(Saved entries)
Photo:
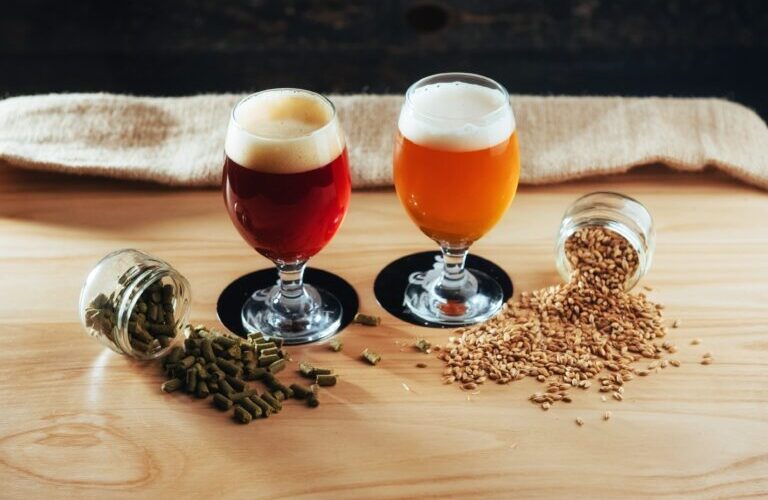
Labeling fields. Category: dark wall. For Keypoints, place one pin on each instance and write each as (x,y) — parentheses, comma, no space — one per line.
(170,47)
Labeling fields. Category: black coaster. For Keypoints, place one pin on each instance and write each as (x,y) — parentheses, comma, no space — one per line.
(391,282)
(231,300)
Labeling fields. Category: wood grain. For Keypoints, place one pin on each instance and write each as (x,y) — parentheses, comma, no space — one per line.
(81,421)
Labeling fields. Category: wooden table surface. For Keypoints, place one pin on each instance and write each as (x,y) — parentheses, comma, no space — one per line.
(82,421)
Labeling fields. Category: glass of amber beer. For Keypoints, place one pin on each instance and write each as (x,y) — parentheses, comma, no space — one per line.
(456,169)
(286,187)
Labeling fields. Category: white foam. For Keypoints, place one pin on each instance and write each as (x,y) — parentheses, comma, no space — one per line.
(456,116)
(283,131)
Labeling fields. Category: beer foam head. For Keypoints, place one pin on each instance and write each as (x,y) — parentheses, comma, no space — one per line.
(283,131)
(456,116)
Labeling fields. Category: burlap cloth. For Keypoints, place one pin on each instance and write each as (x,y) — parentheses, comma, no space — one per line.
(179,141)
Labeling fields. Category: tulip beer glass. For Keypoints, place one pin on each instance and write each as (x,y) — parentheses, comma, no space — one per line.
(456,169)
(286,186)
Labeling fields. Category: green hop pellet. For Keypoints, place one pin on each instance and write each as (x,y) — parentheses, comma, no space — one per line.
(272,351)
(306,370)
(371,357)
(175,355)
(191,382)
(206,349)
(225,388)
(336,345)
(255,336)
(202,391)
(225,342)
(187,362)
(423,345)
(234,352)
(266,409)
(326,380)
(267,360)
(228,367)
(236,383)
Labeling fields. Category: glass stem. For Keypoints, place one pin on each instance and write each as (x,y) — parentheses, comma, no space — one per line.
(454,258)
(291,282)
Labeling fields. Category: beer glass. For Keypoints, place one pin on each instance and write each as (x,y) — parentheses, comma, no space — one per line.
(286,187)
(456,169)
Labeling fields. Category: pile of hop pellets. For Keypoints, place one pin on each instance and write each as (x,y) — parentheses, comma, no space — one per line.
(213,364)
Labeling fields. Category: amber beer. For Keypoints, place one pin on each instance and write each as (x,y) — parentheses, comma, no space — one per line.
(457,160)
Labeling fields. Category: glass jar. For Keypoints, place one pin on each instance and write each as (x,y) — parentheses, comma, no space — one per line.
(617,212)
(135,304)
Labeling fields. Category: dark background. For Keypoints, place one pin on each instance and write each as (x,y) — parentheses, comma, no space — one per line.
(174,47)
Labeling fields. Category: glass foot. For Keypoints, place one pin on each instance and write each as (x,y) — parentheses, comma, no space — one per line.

==

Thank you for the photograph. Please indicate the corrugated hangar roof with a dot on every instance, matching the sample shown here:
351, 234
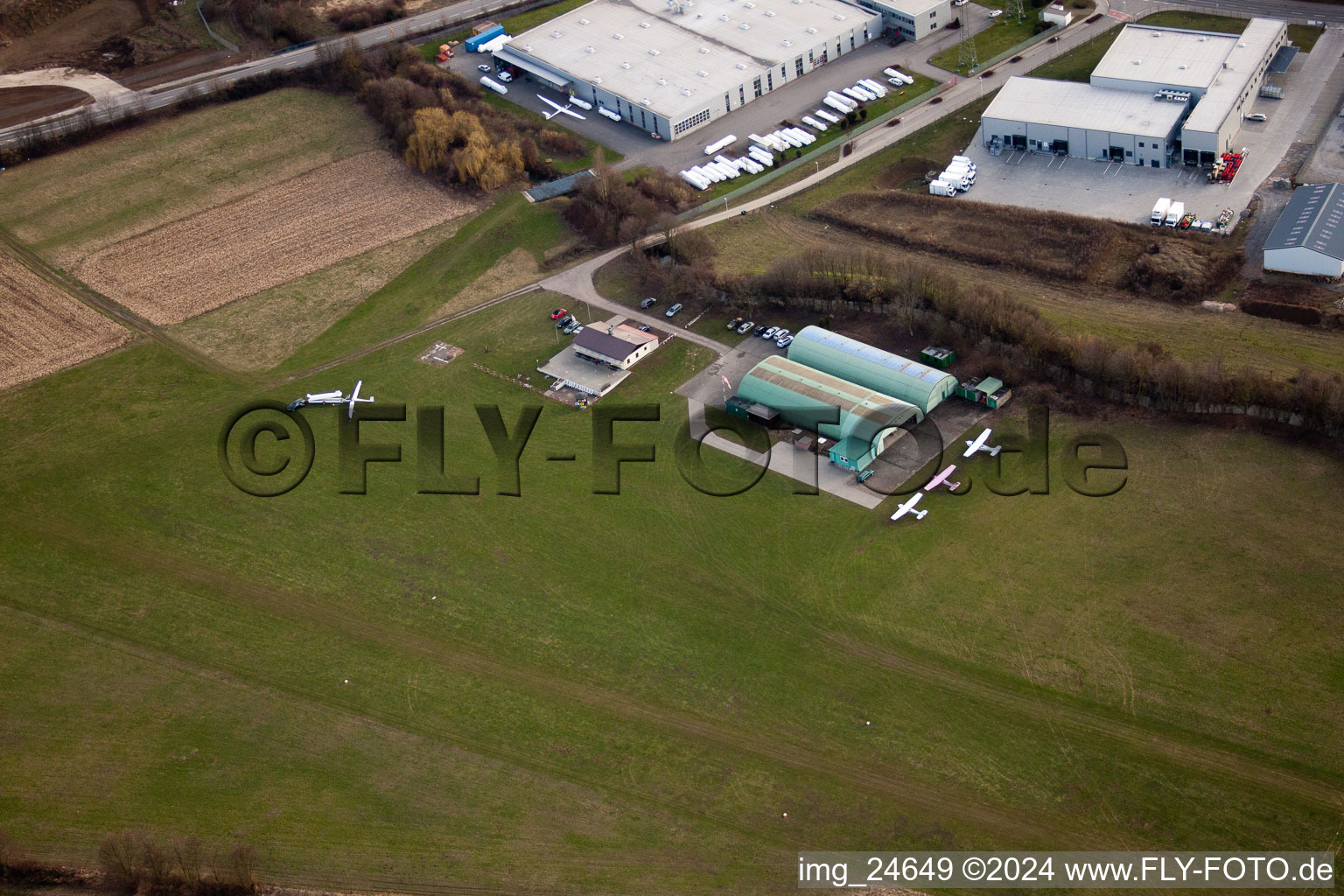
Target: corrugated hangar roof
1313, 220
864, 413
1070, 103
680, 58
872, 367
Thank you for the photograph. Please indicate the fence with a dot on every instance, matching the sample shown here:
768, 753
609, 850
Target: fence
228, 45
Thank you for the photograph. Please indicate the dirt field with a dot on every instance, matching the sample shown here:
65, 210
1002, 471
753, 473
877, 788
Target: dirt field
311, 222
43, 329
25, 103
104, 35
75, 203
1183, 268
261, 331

• **Exercise**
Could you return exactly the lines above from the line with "Labeling fields. Category: dark background." to the line with "Labeling fields. Category: glass foot.", both included, and nothing else?

• **Written solution**
Labeling fields. Category: dark background. For Keypoints, place one pin on each instance and write each as (x,y) — parentheses, comma, no space — one per line.
(174,47)
Labeling fields. Category: glass foot. For Keypoints, place one pin on each instance and write each as (x,y) — parentheses, comma, no space — one per line.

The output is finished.